## Data to use
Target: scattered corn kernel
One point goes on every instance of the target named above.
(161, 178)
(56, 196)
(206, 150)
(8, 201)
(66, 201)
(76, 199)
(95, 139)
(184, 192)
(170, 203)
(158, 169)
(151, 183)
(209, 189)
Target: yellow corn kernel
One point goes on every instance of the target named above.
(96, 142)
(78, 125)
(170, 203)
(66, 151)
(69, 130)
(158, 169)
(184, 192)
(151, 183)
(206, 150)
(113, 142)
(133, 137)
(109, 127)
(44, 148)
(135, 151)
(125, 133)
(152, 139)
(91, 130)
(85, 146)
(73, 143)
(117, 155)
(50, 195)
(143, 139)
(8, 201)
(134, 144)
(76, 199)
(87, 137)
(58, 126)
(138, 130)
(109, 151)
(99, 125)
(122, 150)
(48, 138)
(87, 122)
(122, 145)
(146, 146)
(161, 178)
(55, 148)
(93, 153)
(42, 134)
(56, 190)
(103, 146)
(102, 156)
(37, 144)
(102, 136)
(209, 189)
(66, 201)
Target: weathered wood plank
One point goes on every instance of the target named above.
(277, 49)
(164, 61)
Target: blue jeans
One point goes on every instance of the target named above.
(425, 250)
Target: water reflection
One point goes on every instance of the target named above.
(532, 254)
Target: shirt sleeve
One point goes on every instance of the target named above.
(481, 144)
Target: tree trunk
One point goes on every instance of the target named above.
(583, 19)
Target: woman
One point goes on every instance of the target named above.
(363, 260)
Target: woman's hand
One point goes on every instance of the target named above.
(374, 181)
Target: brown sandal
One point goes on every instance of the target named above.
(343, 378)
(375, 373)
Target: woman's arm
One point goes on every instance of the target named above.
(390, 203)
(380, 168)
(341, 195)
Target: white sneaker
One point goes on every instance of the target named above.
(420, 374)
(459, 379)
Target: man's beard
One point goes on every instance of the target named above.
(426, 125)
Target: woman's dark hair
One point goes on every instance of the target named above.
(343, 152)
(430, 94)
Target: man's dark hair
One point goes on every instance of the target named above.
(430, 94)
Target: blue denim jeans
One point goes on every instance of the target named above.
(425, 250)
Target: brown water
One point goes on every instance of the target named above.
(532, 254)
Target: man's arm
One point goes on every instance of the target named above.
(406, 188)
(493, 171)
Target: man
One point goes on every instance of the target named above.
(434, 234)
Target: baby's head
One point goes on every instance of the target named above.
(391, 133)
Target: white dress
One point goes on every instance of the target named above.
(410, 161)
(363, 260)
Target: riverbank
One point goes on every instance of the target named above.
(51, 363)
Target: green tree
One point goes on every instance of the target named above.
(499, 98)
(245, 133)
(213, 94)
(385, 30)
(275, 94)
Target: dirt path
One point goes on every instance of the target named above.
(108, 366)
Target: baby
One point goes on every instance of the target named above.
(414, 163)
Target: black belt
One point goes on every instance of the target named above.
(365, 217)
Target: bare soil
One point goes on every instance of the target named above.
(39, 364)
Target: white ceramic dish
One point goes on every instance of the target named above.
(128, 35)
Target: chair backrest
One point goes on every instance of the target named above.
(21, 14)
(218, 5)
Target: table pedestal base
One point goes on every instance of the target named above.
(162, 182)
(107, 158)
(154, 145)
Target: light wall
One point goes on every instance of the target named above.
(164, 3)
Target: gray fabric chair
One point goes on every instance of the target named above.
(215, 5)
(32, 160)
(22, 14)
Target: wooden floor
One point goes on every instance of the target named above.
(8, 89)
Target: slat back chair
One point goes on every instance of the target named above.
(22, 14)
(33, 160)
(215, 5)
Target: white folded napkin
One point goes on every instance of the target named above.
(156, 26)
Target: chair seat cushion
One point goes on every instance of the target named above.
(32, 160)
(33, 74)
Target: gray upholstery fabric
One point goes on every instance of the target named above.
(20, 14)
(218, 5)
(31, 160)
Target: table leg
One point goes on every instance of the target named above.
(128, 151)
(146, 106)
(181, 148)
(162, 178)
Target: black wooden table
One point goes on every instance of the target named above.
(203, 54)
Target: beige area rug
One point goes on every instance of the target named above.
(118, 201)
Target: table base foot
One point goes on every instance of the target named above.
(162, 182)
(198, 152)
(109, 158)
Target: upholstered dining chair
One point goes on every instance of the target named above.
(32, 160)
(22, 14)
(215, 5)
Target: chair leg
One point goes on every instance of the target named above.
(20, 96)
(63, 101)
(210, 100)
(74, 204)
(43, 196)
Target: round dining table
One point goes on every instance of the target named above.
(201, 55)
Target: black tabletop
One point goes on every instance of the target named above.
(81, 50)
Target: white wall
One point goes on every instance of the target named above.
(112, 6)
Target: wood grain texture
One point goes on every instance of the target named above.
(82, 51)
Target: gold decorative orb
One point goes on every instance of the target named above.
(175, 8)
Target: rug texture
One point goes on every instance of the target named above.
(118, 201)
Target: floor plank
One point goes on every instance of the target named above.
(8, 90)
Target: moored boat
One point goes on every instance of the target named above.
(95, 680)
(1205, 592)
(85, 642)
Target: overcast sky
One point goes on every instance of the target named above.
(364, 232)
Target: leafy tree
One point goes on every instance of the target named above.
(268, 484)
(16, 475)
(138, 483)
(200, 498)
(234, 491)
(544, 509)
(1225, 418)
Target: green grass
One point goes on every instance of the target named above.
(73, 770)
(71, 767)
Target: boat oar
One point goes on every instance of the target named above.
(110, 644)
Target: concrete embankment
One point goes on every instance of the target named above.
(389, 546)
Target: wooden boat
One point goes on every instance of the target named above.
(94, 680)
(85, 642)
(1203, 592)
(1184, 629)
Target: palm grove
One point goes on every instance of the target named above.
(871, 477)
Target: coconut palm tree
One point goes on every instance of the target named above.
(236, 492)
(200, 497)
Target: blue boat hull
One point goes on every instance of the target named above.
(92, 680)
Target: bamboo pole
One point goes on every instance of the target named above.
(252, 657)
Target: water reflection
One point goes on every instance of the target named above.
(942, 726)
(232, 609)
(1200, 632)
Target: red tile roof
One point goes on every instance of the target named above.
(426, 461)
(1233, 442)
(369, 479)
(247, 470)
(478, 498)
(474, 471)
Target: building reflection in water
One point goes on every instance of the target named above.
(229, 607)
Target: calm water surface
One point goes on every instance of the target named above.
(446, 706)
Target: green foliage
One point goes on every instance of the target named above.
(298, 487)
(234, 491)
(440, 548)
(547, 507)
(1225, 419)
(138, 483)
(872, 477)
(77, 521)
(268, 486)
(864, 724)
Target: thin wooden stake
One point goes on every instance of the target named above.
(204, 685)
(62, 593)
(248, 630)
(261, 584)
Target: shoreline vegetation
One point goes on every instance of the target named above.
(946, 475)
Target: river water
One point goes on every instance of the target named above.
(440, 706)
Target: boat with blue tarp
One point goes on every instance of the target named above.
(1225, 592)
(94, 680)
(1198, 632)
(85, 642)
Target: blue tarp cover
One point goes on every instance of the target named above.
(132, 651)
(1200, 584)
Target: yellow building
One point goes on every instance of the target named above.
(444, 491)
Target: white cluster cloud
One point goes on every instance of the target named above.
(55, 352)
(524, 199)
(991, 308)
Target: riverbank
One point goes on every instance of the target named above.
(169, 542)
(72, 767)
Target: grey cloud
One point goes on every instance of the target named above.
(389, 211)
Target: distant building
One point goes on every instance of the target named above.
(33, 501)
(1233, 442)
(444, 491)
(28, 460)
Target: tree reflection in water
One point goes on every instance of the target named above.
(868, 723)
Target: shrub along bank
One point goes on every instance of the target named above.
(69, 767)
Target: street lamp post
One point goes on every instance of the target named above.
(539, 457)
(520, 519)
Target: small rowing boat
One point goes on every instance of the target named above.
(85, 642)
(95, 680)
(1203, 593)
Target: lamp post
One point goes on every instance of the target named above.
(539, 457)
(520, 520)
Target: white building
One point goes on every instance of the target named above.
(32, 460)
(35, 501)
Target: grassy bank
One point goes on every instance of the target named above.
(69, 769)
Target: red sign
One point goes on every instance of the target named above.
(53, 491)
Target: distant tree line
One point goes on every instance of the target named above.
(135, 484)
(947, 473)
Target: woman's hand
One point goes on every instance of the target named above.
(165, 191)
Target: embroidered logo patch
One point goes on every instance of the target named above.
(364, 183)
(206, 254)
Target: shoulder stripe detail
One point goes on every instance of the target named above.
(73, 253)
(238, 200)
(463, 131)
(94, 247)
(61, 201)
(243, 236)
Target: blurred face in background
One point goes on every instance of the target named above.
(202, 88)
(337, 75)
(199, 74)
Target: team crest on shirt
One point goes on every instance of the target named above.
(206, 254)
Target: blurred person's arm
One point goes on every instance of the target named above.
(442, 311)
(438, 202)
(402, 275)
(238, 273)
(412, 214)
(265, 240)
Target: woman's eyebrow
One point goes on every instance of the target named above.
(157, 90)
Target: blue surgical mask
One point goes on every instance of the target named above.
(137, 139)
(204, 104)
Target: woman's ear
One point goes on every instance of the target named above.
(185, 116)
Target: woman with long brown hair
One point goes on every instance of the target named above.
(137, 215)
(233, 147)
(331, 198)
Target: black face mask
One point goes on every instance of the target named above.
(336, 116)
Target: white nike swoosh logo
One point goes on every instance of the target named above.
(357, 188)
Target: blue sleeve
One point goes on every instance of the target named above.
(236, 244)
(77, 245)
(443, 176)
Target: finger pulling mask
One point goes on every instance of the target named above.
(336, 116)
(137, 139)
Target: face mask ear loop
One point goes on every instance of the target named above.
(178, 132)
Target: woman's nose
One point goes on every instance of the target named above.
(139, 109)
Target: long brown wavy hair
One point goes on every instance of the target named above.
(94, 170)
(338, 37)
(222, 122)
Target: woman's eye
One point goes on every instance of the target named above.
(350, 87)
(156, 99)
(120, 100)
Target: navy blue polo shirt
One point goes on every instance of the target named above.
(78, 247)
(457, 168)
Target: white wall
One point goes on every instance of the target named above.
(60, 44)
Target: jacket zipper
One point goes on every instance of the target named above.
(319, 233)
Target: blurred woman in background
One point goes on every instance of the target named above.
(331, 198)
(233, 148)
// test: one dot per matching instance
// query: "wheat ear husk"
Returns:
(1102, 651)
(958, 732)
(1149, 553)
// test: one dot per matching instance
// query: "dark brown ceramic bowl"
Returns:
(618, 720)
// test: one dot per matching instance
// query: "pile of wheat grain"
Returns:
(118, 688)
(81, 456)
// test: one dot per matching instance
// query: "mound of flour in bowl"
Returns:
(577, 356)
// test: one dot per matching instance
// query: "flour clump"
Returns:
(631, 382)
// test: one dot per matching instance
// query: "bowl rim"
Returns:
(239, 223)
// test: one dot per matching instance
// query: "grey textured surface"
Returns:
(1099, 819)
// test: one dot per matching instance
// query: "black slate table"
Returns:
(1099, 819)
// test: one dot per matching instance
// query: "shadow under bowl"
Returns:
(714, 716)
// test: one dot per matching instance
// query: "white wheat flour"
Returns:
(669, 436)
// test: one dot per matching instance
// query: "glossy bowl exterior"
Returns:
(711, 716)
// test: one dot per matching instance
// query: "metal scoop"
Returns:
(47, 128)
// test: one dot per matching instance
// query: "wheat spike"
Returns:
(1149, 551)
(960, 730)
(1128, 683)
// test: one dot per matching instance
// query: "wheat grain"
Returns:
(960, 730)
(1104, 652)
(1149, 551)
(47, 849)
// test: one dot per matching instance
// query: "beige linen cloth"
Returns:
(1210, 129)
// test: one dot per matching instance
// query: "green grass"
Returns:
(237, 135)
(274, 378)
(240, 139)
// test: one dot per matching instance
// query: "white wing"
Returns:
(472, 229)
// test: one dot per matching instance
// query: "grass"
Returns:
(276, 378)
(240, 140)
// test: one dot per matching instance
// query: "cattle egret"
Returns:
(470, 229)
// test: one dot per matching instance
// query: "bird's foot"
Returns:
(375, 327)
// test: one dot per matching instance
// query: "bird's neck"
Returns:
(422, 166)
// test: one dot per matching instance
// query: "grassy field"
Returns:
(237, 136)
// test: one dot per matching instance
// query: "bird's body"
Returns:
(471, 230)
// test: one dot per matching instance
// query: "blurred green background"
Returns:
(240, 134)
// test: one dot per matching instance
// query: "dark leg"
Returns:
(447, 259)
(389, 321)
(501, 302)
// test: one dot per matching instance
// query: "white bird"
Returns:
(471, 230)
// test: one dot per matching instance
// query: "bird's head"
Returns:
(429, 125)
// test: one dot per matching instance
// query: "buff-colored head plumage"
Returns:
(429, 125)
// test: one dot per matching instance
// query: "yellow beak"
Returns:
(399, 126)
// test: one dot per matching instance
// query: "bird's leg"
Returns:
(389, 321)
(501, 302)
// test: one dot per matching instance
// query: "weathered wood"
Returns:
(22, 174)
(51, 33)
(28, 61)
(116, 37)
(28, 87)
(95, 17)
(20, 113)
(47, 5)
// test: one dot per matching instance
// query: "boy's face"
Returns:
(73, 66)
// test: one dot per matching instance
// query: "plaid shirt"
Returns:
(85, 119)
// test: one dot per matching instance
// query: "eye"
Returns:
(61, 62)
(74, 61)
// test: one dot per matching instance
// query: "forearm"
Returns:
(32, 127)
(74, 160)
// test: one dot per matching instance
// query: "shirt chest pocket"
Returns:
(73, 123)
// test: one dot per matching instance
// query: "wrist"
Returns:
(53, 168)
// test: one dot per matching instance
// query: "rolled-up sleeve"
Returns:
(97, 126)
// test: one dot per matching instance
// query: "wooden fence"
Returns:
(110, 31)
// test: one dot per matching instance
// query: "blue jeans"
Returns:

## What you should do
Wherever the string "fabric" appears in a line of the records, copy that line.

## Exercise answer
Target: gray fabric chair
Target: gray upholstery fabric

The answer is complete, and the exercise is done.